[Records excerpted from a collection]
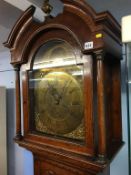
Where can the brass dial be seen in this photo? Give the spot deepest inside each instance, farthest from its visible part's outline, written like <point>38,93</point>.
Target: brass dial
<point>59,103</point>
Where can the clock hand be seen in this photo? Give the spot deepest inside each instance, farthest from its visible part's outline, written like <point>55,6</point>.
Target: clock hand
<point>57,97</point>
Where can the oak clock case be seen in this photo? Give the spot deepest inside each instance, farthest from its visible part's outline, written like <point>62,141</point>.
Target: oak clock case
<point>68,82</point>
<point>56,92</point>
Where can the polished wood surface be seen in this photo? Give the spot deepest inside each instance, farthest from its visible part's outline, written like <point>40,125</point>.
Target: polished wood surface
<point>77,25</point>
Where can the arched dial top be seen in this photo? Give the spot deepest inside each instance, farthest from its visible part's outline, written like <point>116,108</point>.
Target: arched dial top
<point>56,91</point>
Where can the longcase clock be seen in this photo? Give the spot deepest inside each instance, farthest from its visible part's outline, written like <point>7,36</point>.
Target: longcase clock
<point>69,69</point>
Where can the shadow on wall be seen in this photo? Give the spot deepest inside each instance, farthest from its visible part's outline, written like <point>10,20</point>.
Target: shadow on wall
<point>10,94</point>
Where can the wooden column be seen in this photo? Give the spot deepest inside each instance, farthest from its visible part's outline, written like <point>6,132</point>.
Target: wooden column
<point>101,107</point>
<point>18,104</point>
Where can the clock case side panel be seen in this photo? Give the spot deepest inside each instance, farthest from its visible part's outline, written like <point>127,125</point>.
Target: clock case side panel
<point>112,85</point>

==

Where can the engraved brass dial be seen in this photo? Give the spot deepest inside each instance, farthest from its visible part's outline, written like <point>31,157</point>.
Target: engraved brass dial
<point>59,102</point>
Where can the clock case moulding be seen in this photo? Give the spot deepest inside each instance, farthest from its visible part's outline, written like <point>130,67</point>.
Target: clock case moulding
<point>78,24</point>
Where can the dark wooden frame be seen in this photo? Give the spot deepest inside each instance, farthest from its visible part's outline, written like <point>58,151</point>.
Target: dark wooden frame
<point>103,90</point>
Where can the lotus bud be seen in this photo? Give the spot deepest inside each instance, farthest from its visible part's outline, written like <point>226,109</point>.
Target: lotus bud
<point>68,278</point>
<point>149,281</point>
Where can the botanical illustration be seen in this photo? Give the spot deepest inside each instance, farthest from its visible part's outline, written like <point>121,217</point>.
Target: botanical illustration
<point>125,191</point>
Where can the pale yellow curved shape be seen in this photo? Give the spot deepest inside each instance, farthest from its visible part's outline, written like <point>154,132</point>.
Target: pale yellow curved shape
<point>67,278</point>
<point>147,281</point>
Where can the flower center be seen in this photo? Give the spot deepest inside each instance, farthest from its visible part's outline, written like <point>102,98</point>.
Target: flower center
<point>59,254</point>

--

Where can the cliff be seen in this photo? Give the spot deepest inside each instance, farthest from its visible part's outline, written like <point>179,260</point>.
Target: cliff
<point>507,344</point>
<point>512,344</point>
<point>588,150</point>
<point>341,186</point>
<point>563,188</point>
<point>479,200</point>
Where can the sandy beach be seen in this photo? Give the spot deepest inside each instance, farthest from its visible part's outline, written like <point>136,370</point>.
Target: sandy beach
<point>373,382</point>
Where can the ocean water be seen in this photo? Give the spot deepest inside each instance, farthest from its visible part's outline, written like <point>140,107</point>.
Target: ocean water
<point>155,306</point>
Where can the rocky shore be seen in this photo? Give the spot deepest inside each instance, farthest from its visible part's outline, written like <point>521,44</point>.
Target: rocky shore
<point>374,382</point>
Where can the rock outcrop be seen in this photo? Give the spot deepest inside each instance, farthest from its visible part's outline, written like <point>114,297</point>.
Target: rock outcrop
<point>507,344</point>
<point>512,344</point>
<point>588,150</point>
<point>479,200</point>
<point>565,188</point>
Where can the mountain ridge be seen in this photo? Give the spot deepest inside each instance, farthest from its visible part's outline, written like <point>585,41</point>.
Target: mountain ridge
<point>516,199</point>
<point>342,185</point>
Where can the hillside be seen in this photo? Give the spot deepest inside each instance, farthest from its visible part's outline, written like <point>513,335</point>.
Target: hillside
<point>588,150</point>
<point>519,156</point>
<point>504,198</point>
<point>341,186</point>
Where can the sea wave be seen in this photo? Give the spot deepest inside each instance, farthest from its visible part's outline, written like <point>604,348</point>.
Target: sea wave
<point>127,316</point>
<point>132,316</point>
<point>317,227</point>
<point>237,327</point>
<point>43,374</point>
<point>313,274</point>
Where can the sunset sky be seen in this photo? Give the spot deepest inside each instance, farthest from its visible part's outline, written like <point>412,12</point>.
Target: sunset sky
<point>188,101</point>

** Task details **
Going back to the entries above, set down exactly the lines that begin at the one with "Where can the sea" and end at the one with "Where can the sunset", both included, and nothing else.

** Response box **
Where can the sea wave be seen in this photo? Give the spot deepest inside each instance, farthest from its visible part's outline, written like <point>604,348</point>.
Target: sea wave
<point>127,316</point>
<point>132,316</point>
<point>317,227</point>
<point>237,327</point>
<point>43,374</point>
<point>313,274</point>
Where can the sunset sky be seen in this photo? Give the spot deepest inside each instance, farthest from its visible part's outline, written like <point>412,12</point>.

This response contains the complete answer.